__WHAT YOU NEED TO DO__: Which lines in the records below contain the word "boulder"? Pull out each one and copy it whole.
# Start of DATA SUPPLIED
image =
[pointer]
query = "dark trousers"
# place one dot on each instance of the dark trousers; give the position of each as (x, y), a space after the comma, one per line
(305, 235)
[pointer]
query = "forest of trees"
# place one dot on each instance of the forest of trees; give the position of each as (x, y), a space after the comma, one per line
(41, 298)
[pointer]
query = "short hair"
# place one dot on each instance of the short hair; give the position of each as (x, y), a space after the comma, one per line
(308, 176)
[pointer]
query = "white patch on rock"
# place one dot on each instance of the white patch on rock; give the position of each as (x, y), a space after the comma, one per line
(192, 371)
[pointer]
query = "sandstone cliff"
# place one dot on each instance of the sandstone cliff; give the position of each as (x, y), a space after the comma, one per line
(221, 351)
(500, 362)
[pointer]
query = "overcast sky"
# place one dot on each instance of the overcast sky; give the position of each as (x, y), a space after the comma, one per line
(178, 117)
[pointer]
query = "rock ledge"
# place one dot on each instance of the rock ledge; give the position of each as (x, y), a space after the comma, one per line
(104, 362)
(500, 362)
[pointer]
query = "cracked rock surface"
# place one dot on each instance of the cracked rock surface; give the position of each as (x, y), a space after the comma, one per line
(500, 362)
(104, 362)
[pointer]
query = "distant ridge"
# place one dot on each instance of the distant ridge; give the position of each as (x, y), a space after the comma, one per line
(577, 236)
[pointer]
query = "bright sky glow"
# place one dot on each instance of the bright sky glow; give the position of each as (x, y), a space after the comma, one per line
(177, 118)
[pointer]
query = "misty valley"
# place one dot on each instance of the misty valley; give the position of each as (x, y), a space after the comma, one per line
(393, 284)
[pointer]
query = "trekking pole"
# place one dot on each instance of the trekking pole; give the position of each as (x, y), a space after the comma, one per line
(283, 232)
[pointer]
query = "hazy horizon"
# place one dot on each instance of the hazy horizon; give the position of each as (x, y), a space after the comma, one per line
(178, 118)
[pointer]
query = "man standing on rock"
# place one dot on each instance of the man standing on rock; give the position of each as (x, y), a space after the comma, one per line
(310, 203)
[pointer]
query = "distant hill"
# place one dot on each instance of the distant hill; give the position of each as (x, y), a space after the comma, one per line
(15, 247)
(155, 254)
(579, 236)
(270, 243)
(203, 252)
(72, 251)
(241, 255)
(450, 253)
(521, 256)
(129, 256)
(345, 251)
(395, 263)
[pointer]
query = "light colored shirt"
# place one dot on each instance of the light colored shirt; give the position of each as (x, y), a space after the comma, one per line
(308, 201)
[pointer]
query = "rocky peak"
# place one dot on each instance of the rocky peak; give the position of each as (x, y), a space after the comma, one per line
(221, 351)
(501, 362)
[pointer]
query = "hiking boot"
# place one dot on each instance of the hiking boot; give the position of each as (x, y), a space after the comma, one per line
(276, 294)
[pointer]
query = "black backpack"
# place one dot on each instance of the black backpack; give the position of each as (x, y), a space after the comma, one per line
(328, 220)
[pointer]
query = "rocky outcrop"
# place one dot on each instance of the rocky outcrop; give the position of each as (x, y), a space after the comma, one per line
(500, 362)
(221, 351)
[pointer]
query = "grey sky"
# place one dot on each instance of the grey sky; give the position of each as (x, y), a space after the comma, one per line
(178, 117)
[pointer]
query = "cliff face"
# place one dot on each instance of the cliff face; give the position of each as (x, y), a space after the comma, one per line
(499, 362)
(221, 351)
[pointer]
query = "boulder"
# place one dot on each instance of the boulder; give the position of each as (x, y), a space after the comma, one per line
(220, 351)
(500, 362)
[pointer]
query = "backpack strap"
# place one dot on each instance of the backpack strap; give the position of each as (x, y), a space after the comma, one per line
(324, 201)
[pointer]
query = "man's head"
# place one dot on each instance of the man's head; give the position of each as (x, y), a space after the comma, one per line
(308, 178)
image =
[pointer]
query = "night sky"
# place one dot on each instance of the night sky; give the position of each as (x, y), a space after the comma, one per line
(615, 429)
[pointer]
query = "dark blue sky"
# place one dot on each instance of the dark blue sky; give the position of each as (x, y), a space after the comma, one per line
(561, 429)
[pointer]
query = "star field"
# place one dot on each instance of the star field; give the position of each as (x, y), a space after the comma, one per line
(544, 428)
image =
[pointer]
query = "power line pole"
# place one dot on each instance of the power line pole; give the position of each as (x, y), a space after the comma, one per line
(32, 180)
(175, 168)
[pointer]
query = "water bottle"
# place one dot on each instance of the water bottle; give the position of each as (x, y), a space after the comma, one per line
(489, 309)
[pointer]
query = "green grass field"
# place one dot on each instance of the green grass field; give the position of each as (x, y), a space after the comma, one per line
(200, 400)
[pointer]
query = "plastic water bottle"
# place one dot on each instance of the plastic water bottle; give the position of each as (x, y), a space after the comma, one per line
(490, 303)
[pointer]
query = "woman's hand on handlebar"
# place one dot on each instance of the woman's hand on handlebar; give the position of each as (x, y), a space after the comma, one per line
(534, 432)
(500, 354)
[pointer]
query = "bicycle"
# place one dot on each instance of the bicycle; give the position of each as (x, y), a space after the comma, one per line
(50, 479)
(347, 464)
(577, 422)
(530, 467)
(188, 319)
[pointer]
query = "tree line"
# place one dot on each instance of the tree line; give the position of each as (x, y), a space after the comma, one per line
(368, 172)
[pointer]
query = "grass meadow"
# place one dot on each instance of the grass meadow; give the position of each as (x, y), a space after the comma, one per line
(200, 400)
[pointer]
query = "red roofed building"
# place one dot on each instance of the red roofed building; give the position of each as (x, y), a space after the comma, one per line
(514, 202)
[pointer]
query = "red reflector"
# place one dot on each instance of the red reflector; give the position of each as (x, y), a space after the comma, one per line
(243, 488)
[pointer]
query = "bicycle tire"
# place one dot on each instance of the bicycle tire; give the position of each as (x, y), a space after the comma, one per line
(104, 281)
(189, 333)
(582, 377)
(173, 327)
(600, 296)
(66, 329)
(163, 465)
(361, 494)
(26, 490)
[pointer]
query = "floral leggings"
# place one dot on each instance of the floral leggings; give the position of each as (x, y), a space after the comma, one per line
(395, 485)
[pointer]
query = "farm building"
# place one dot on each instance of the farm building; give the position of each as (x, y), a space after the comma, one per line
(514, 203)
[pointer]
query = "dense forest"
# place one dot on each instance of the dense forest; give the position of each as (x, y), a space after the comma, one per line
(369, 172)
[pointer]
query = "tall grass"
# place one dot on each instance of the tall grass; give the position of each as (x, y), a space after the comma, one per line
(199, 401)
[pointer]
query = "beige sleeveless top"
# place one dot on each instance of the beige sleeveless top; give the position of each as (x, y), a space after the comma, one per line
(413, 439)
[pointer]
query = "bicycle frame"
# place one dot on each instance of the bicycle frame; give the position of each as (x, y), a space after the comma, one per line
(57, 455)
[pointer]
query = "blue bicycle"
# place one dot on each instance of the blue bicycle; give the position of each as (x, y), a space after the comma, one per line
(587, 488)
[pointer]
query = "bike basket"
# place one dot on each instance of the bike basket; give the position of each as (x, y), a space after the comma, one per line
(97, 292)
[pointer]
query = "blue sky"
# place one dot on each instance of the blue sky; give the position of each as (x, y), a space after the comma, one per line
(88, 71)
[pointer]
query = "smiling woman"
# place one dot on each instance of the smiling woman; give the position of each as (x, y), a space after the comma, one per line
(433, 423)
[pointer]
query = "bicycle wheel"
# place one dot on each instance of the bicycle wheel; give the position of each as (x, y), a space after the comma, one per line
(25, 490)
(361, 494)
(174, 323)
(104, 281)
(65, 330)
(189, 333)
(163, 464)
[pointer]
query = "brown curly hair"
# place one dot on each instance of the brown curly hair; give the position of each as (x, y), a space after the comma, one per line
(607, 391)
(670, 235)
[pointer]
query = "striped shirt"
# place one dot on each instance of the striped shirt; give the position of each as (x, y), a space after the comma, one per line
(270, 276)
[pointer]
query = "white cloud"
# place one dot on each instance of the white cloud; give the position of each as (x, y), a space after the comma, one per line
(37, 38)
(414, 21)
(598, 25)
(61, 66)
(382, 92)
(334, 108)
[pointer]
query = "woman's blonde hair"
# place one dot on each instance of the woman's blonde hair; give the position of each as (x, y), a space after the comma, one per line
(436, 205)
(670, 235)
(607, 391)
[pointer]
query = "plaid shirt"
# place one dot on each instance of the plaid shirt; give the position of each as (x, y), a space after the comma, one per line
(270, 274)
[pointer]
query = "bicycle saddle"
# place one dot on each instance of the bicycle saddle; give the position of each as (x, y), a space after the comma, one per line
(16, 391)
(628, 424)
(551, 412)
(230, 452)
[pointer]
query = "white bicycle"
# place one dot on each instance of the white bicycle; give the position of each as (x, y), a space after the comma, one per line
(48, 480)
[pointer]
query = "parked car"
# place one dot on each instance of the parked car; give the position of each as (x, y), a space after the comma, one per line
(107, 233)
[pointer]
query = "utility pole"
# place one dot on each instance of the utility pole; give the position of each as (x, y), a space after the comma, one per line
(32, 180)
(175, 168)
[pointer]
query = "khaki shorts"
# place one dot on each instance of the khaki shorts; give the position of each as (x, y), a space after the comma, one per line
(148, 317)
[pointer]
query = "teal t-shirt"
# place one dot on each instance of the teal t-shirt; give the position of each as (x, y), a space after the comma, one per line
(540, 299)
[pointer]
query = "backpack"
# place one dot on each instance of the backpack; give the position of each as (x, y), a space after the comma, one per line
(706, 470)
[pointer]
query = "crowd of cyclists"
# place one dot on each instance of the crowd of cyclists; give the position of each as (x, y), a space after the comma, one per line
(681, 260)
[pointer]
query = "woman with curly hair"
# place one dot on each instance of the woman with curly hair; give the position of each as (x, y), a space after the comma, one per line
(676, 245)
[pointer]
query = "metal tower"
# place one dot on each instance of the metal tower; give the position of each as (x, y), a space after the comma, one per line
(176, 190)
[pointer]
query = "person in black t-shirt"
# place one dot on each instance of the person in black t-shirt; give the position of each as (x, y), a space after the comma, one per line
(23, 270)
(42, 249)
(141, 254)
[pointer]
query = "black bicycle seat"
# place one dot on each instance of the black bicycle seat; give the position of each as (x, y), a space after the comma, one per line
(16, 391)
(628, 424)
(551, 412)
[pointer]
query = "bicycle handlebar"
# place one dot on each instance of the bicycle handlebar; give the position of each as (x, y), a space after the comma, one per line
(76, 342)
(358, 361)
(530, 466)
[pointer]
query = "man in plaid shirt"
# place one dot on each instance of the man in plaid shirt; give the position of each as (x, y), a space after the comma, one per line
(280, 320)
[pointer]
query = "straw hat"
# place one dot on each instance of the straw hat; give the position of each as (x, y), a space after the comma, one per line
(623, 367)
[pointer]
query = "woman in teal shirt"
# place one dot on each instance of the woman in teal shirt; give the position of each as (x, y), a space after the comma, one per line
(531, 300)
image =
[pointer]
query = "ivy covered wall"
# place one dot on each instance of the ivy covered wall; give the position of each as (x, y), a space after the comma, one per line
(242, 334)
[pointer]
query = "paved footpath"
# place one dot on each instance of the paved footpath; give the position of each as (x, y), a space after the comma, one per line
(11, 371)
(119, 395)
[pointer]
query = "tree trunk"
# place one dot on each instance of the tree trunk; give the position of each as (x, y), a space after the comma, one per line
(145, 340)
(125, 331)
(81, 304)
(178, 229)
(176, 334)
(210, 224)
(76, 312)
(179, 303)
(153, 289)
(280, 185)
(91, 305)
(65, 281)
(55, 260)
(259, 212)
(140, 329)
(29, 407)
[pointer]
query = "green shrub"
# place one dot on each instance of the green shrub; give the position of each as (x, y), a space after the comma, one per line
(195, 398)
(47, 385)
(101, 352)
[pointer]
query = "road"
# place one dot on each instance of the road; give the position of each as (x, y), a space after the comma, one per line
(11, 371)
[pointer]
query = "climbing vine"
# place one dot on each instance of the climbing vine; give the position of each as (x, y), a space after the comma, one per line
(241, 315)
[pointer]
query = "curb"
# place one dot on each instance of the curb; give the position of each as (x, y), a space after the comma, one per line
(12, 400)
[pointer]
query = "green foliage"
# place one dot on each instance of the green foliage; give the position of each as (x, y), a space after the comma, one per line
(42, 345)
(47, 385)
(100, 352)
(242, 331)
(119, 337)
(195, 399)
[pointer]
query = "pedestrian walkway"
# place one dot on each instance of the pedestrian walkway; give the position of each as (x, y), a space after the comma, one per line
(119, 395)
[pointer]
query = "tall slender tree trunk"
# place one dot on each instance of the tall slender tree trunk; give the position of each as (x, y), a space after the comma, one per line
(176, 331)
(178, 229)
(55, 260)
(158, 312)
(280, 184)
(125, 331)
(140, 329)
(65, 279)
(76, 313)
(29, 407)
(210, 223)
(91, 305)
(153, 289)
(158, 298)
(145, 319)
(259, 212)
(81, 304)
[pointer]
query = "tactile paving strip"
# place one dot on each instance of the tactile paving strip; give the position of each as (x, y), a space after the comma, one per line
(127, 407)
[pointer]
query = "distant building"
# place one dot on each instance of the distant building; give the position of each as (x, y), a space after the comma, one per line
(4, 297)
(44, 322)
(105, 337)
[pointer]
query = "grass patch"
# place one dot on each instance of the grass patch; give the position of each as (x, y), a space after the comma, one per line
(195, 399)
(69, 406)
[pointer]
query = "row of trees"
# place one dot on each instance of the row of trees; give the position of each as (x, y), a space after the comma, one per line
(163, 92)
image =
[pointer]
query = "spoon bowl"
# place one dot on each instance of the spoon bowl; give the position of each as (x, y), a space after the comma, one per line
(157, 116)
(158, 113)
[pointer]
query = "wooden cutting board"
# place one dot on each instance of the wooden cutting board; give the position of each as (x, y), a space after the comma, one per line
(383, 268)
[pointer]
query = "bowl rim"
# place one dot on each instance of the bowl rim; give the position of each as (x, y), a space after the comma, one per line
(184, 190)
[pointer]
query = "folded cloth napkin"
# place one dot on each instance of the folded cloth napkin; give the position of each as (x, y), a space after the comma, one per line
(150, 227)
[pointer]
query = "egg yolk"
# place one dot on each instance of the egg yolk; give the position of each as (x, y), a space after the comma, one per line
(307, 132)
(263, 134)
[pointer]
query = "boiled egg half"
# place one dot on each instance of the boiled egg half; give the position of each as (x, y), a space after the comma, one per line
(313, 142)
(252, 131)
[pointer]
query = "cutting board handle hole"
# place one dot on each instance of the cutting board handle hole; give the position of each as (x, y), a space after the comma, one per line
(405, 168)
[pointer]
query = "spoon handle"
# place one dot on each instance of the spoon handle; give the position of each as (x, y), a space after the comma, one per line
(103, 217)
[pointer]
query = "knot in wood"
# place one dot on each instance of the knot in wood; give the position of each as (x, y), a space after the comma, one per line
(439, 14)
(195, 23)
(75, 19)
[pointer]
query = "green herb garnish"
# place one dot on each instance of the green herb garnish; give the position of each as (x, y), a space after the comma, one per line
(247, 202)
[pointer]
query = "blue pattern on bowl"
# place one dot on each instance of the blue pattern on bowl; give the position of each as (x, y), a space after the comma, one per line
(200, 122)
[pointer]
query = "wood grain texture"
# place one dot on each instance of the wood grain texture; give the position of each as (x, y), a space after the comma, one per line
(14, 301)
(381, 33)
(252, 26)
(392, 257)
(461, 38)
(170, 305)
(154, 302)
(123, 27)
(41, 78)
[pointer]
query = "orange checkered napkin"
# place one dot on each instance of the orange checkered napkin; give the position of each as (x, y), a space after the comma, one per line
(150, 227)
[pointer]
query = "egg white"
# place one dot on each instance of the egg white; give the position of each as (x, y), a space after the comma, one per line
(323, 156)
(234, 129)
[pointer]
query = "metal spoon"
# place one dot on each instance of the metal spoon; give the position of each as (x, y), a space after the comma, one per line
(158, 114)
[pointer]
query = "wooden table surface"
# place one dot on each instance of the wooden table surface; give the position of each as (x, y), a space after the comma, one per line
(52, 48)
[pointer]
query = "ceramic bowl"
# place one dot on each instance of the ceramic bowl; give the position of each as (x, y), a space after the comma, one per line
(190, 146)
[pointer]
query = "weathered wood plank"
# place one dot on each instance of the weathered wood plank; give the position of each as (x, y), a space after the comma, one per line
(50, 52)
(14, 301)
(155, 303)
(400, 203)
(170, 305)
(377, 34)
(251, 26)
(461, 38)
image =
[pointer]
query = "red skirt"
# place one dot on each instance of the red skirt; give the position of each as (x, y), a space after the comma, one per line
# End of DATA SUPPLIED
__SOLUTION FOR THIS EXERCISE__:
query = "boulder"
# place one dot on each instance of the boulder; give the position of each as (x, y), a space after the comma, one per line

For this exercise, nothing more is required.